## Aim of the task
I would like every entry below written out exactly.

*****

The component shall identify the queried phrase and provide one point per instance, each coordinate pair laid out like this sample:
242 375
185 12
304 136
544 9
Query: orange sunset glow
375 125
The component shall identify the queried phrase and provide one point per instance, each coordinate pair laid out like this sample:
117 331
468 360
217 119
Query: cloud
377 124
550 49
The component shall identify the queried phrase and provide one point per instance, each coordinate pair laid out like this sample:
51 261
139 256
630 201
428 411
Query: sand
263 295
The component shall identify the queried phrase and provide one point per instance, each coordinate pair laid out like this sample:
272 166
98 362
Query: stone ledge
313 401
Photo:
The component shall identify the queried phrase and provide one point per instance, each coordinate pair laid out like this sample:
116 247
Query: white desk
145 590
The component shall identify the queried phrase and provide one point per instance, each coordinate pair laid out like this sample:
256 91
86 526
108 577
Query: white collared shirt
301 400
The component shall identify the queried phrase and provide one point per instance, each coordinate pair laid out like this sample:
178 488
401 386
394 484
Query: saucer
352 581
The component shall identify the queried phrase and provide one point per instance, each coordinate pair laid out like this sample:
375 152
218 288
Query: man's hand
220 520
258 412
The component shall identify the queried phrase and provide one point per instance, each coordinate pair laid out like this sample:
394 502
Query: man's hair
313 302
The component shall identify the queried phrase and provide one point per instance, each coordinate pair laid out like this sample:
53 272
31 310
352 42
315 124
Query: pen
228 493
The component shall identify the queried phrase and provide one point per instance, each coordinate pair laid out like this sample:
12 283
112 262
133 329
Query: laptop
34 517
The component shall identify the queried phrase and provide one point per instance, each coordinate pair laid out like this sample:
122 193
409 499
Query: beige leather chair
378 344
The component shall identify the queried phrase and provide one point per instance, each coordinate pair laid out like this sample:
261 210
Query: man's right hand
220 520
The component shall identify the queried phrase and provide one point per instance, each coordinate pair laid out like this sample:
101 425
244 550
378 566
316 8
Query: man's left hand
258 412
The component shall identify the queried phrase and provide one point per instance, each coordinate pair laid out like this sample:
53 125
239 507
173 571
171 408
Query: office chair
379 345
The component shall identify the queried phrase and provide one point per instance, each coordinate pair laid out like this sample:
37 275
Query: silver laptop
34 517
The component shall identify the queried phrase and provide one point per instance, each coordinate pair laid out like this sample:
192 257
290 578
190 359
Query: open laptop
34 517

*****

## Problem solution
The component shall identify the queried phrase and provide one point per instance, each coordinate pair laid out like this sample:
242 375
185 12
304 136
544 9
Query: orange sunset glow
375 125
The component shall identify the queried phrase and provide one point per instance, each coordinate pair laid out like this sample:
117 331
468 360
217 119
Query: cloud
377 124
550 49
The component shall identify the queried phrase and provide one point per instance, each coordinate pair laid out like this sample:
51 261
139 256
630 201
428 411
Query: sand
263 295
The component shall identify the queried phrase and provide one point per instance, each coordinate pair laid out like this sample:
272 166
98 362
Query: stone ledge
313 401
Photo:
The component shall identify the queried phrase and provide one point per instance, each coordinate pair laid out like this sample:
116 247
Query: white desk
145 590
The component shall identify the queried phrase and provide one point per instance, each coordinate pair laid out like this sample:
256 91
86 526
108 577
Query: white collared shirt
301 400
The component shall identify the queried phrase and provide one point per instance, each coordinate pair laid out like this sample:
178 488
401 386
394 484
Query: saucer
352 581
The component shall identify the queried phrase and provide one point per instance, each coordinate pair laid out like this sample:
375 152
218 288
Query: man's hand
220 520
258 412
The component shall identify the queried phrase and provide one point per instance, each coordinate pair laid out like this sample:
394 502
Query: man's hair
313 302
The component shall identify the queried phrase and provide one point per instance, each coordinate pair laid out like this sample:
53 272
31 310
352 42
315 124
Query: pen
228 493
The component shall identify the queried phrase and provide one point per instance, each coordinate pair laid out like this sample:
12 283
112 262
133 329
Query: laptop
34 517
The component shall identify the queried phrase and provide one point per instance, each coordinate pair laid out like this sample:
122 193
409 499
Query: beige leather chair
378 344
The component shall identify the queried phrase and provide one point per instance, each coordinate pair laid out like this sample:
261 210
Query: man's right hand
220 520
The component shall identify the queried phrase and provide one point per instance, each coordinate pair laid out like this sample:
101 425
244 550
378 566
316 8
Query: man's left hand
258 412
The component shall identify the queried phrase and provide one point per instance, each coordinate pair laid out like this sample:
53 125
239 507
173 571
171 408
Query: office chair
379 345
The component shall identify the queried phrase and provide one point per instance, each coordinate pair laid out like this sample:
37 275
Query: silver laptop
34 517
The component shall identify the queried phrase and provide one point per instance, each coordinate pair laid out like this sample:
192 257
290 578
190 359
Query: open laptop
34 517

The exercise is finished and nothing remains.